## [Items listed in a dataset]
-- start --
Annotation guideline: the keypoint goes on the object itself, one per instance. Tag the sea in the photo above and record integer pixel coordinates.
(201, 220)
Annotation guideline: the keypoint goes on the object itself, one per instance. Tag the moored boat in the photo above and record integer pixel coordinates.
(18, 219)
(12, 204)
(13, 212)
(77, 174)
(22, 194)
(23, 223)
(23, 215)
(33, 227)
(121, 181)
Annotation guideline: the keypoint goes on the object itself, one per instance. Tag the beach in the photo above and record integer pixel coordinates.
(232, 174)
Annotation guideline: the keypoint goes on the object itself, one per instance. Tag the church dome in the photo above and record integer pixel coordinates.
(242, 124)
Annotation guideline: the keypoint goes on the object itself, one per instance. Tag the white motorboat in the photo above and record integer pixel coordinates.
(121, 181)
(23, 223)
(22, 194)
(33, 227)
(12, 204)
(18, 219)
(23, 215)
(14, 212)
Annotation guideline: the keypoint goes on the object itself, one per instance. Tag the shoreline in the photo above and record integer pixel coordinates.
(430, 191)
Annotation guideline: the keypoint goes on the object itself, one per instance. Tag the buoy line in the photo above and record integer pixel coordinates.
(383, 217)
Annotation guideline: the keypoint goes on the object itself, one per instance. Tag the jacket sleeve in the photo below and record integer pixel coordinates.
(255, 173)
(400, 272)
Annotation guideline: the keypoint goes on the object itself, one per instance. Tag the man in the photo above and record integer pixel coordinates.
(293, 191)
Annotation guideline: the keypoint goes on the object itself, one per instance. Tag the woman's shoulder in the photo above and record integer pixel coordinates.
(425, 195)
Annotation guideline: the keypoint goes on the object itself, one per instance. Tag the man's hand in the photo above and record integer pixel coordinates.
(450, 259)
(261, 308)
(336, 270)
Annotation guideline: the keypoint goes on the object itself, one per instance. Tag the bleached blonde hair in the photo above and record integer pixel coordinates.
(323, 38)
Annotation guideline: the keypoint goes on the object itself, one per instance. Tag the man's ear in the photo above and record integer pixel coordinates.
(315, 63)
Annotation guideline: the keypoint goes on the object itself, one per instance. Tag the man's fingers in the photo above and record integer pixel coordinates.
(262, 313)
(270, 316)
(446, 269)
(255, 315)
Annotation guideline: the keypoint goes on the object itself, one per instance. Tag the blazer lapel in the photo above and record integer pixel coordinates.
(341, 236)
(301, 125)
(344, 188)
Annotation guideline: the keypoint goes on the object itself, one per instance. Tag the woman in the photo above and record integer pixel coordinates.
-- end --
## [Job]
Write down all the entries again without a single difference.

## [Exercise response]
Annotation guideline: the keypoint goes on the object itself, one per instance. Tag the sea in the photo above and record integer pixel coordinates.
(201, 220)
Annotation guideline: the keypoint goes on the object itself, one per instance. Tag the moored boat in the photo above and record integer pixel coordinates.
(18, 219)
(12, 204)
(13, 212)
(77, 174)
(22, 194)
(23, 223)
(23, 215)
(33, 227)
(121, 181)
Annotation guideline: the keypoint goes on the object itself, one per instance. Tag the beach in the photo above and record integer pixel coordinates.
(232, 174)
Annotation guideline: the keypoint goes on the object itself, one per instance. Tag the church dome in the photo above and record integer pixel coordinates.
(242, 124)
Annotation guideline: the keypoint goes on the object itself, one per instance. Tag the white motorboat in the photo above and record integer pixel coordinates.
(121, 181)
(23, 223)
(22, 194)
(33, 227)
(12, 204)
(18, 219)
(23, 215)
(14, 212)
Annotation guideline: the keypoint goes on the object itself, one per instance. Tag the shoreline in the photo above and record integer pixel coordinates.
(430, 191)
Annotation guideline: the keypoint goes on the object itself, one per instance. Tag the buoy line in the photo above and record integer pixel coordinates.
(383, 217)
Annotation guideline: the keypoint goes on the object itself, one per instance. Tag the jacket sleeve in the photo below and record integer pixel coordinates.
(255, 173)
(400, 272)
Annotation guideline: the keypoint goes on the object itself, one per instance. Tag the man in the photo above and record integer pixel coordinates.
(293, 191)
Annotation guideline: the keypoint goes on the object itself, one per instance. Tag the woman's shoulder in the photo above and record integer pixel coordinates.
(425, 195)
Annotation guideline: the keypoint goes on the object itself, one per instance. Tag the man's hand in the photo above and record integer pixel coordinates.
(450, 259)
(261, 308)
(336, 270)
Annotation guideline: the keypoint goes on the object itself, one per instance. Tag the bleached blonde hair in the photo above and record integer pixel coordinates.
(323, 38)
Annotation guideline: the keypoint goes on the object itself, one per instance. Tag the man's ear in the photo above and record integer pixel coordinates.
(315, 63)
Annotation guideline: the keypoint goes on the object itself, one per instance. Tag the man's fingers in the photo above and record integer pixel coordinates.
(262, 313)
(270, 316)
(446, 269)
(255, 315)
Annotation guideline: the keypoint goes on the object itself, one per instance. Tag the blazer lapel in the photo above and record integer pixel coordinates.
(341, 236)
(301, 125)
(344, 188)
Annotation guideline: the keypoint goes on the object itself, one per instance. Tag the woman in the photo above and record integer pixel coordinates.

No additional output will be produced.